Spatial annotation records
■ ■ ■ ■ ■
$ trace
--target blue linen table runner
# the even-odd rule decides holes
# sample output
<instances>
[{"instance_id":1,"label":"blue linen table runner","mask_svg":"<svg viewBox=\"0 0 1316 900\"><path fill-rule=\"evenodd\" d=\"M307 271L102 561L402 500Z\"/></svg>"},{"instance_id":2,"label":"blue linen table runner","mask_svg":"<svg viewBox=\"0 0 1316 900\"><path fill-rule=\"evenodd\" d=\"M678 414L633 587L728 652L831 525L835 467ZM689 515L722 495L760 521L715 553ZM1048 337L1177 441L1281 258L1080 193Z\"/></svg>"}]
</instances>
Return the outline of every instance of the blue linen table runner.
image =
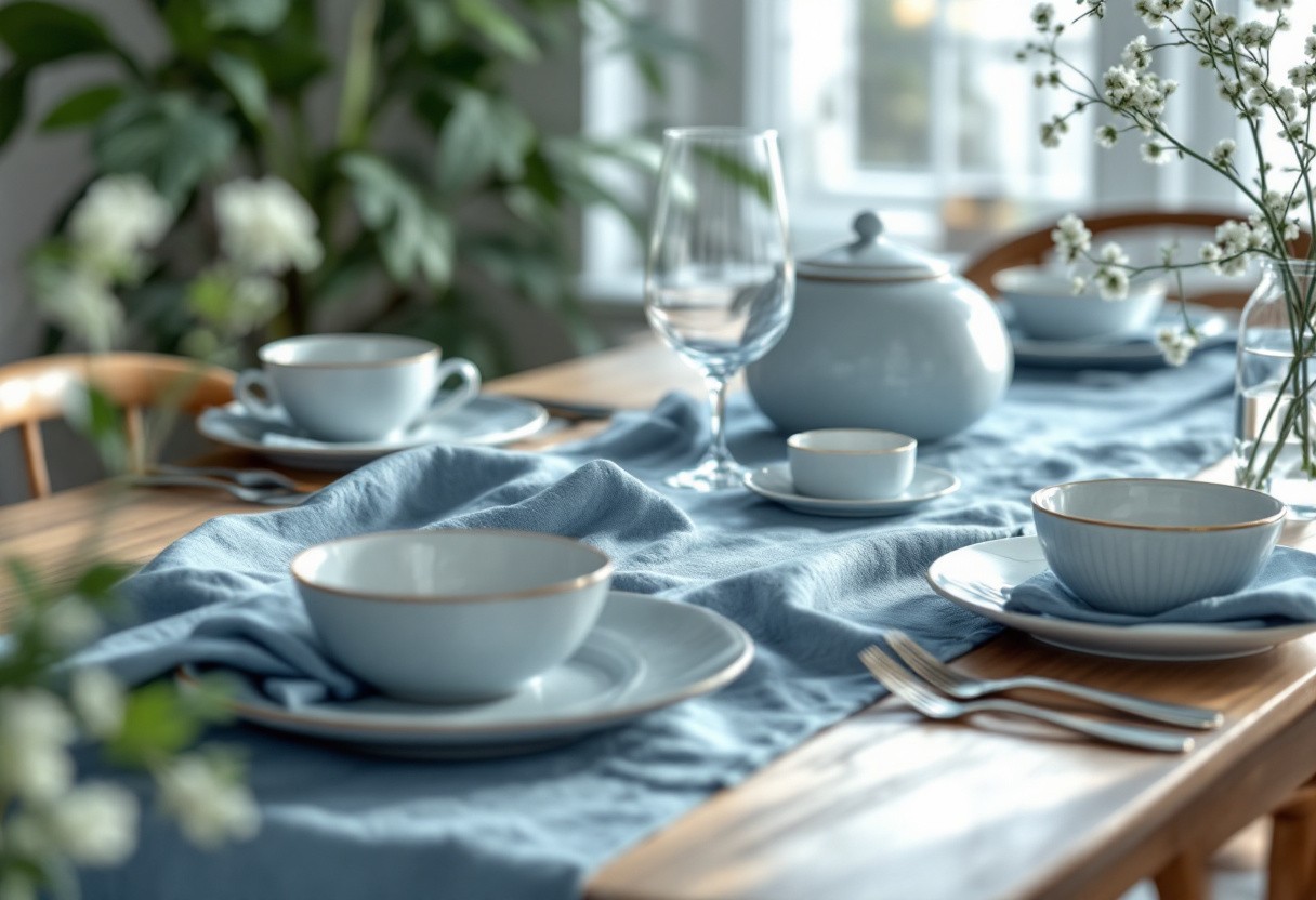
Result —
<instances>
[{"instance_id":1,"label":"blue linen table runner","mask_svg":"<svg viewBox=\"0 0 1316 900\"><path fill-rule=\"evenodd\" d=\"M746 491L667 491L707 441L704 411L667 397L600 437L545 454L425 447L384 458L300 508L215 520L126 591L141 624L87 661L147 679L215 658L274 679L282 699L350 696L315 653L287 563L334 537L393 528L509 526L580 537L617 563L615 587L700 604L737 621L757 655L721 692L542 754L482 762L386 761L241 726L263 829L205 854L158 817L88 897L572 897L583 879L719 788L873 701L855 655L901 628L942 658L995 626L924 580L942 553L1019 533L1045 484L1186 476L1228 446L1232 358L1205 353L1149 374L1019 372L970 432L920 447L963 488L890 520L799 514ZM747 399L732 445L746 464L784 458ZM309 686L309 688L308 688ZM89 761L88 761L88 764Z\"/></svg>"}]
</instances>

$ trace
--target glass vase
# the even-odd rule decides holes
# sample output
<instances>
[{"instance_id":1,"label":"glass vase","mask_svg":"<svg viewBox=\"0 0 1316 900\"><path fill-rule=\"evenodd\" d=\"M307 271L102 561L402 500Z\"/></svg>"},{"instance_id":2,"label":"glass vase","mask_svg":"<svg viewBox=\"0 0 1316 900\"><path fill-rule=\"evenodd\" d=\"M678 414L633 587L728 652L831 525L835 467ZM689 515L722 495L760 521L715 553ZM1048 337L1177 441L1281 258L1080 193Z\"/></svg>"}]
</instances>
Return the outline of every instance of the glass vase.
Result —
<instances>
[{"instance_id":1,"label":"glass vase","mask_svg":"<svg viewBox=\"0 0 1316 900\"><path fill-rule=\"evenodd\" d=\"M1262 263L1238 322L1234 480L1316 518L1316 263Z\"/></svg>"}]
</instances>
■ ■ ■ ■ ■
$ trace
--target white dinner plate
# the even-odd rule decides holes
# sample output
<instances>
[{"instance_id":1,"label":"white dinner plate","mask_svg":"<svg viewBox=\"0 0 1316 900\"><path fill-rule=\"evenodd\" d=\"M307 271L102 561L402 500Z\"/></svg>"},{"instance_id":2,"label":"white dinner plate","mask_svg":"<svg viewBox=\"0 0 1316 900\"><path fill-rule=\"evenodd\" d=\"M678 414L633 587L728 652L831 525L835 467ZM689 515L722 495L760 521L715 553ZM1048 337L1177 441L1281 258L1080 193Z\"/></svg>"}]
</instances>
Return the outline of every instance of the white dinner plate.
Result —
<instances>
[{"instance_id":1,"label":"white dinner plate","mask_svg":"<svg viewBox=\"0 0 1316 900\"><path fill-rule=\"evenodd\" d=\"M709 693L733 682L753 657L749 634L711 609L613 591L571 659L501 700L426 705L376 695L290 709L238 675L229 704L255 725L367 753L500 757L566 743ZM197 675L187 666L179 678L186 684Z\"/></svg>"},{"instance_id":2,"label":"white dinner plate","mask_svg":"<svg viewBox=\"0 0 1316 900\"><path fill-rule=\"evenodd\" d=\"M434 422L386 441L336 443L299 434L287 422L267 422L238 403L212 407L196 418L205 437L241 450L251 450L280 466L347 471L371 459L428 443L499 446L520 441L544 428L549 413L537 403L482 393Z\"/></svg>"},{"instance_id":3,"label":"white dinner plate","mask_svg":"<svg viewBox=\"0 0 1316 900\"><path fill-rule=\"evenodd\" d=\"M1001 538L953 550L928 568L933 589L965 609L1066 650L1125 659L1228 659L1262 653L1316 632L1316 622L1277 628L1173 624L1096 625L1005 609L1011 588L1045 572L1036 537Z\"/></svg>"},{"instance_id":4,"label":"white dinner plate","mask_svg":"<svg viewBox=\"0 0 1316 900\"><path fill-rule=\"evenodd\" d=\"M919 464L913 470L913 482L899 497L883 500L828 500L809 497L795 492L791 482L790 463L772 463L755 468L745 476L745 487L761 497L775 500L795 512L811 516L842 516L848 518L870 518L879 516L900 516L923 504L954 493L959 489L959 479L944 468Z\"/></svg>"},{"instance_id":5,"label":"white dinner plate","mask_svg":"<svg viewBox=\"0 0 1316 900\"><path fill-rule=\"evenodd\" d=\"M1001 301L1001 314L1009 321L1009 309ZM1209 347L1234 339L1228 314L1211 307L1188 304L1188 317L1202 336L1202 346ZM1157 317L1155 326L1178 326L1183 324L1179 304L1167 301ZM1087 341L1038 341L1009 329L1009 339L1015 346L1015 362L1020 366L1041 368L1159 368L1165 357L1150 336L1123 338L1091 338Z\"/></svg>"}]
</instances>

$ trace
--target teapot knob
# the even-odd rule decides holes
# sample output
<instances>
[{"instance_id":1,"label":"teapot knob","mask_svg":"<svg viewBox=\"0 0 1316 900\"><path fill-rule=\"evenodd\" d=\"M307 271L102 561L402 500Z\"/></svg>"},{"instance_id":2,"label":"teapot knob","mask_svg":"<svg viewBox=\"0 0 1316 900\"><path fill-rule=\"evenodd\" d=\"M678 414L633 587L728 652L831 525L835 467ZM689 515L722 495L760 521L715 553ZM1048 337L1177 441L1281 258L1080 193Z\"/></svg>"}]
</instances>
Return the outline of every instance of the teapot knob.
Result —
■ ■ ■ ■ ■
▸ WHAT IS EXPECTED
Go through the items above and list each line in which the string "every" appears.

▸ RESPONSE FOR THIS EXERCISE
Return the outline of every instance of the blue linen table runner.
Return the outline of every instance of the glass vase.
Return the outline of every instance of the white dinner plate.
Return the outline of every instance of the teapot knob.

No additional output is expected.